— Start EXTRACTED INFORMATION —

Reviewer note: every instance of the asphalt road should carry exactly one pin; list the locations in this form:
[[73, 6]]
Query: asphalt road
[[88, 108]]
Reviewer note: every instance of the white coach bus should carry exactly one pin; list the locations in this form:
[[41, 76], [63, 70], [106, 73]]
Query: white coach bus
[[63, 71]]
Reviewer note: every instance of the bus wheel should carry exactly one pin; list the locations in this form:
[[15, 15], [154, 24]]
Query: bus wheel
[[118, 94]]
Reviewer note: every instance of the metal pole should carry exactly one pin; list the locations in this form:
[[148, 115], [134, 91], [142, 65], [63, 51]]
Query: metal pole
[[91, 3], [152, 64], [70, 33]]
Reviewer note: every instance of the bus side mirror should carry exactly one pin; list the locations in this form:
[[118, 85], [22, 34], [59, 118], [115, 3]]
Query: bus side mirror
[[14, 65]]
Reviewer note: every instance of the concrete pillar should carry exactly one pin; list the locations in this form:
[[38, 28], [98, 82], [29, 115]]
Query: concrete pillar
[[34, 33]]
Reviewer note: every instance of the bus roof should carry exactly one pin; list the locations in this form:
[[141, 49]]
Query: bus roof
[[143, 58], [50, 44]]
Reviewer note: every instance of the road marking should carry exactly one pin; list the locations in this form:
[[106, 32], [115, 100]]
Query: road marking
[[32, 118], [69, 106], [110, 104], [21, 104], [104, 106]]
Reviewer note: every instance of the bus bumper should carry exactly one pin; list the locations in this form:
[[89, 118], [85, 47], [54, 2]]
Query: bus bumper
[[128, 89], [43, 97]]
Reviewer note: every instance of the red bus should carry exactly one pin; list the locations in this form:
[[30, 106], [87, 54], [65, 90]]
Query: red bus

— End EXTRACTED INFORMATION —

» TASK TO COMPLETE
Copy all of the lines above, switching each "Reviewer note" to "Annotator note" and keeping everything else unchanged.

» THE RESPONSE
Annotator note: every instance of the asphalt road should carry exactly one pin; list the locations in this form:
[[73, 6]]
Query: asphalt road
[[88, 108]]
Annotator note: every instance of the white coach bus should carry exactly one pin; list the locations in this form:
[[41, 76], [63, 70], [106, 73]]
Query: white coach bus
[[63, 71]]
Annotator note: every instance of the bus wheel should carry exactly one pin; list the locations in this form:
[[15, 15], [154, 24]]
Query: bus wheel
[[118, 94]]
Annotator note: every instance of the metal pole should carry exactly one pin; list the locations in this form:
[[148, 115], [134, 91], [142, 65], [63, 51]]
Query: metal pole
[[91, 3], [152, 64], [70, 33]]
Annotator note: every instance of the bus side mirror should carry exactly one pin; list the locations in this form:
[[118, 85], [22, 34], [59, 118], [115, 3]]
Query: bus side mirror
[[14, 65]]
Annotator note: every instance of the concrete pillar should carry exactly one pin; list the locations in this form:
[[38, 28], [98, 82], [29, 115]]
Query: concrete pillar
[[34, 33]]
Annotator note: every instance of the bus roof should carry exactly one pin; list the locations in this form:
[[141, 49]]
Query: bus roof
[[143, 58], [50, 44]]
Annotator note: every instance of the road marking should carry exactly one pin; list the locations in this form:
[[106, 32], [115, 100]]
Query: road marking
[[32, 118], [69, 106], [110, 104], [21, 104], [104, 106]]
Annotator note: every instance of the bus bumper should carry exactly one pin; list the locations in this form:
[[89, 118], [85, 47], [54, 2]]
Query: bus bumper
[[128, 89], [43, 97]]
Annotator note: every instance of the red bus should carry exactly one pin; list the locations in this form:
[[30, 106], [87, 54], [65, 90]]
Query: red bus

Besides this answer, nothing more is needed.